> _WHAT TO DO_
Print out the full listing below, word for word.

> _SUPPLIED INFORMATION_
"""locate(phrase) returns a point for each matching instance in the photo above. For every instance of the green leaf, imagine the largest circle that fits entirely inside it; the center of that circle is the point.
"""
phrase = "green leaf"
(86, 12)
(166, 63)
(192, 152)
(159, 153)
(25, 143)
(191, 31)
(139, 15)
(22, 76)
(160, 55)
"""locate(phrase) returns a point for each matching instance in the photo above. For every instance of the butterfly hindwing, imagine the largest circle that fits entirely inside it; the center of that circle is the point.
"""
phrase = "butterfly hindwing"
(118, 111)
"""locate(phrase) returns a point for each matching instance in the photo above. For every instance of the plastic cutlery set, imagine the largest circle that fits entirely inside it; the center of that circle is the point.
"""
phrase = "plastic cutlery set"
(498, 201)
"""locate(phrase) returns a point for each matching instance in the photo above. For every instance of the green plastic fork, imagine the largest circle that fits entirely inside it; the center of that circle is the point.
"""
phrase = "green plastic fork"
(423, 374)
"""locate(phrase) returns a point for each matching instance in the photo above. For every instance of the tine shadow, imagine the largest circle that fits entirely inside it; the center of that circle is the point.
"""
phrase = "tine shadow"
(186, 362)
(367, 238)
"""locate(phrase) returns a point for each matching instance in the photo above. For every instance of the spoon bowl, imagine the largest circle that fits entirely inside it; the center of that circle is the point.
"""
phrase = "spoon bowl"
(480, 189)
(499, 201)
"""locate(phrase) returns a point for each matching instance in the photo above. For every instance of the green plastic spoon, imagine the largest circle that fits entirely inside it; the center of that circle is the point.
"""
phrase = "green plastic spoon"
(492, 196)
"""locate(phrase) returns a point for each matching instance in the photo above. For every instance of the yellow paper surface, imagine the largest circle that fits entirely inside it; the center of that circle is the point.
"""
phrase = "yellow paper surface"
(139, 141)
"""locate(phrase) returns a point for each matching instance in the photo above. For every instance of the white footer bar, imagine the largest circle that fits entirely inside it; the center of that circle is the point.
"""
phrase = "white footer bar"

> _ANSWER SECTION_
"""locate(phrase) returns a point for each matching instance in the photo above. For every instance of the green leaf, imagine the largest circle that fits entirely inside it; the center of that circle is the point.
"""
phrase = "green leaf"
(86, 12)
(166, 63)
(192, 152)
(159, 153)
(25, 143)
(191, 31)
(139, 15)
(22, 76)
(160, 55)
"""locate(phrase) returns a point for each matching instance in the photo above. For every instance of the butterfly hindwing, imagine the largest circle that fits entirely inside it; the center of that circle is the point.
"""
phrase = "butterfly hindwing"
(118, 111)
"""locate(phrase) returns a point for each matching instance in the photo above. For every instance of the plastic cutlery set, imagine the largest circle that fits entirely inside it; the center of that circle is the point.
"""
phrase = "plastic cutlery set"
(498, 201)
"""locate(phrase) returns a point for each matching instance in the photo above. For every instance of the green plastic fork, imagine the largest circle that fits entirely inside it; the center of that circle is the point.
"""
phrase = "green plastic fork"
(423, 374)
"""locate(phrase) returns a point for each matching instance in the photo above. For every instance of the tine shadow, imagine the largest circle that fits entirely inside it; the center of that circle is the point.
"""
phrase = "tine shadow"
(186, 362)
(367, 238)
"""locate(phrase) returns a point for each matching instance in the photo above. For every instance of the spoon bowl, imagine the largest circle that fits entirely inside it; the center of that circle is the point.
"""
phrase = "spoon bowl"
(480, 189)
(499, 201)
"""locate(phrase) returns a point for each matching instance in the photo above. For every instance of the green plastic spoon, imagine the largest circle that fits entirely inside it; the center of that circle is the point.
"""
phrase = "green plastic spoon"
(492, 196)
"""locate(phrase) returns a point for each matching instance in the photo above. For every instance of the yellow paper surface, imagine the largest circle that fits entirely inside it; the center of that circle is the point.
"""
phrase = "yellow paper surface"
(139, 141)
"""locate(phrase) returns a point for each matching instance in the photo above. For every instance of the white footer bar, imagine the largest circle that fits entirely inside it; the center of that circle is the point.
"""
phrase = "white footer bar"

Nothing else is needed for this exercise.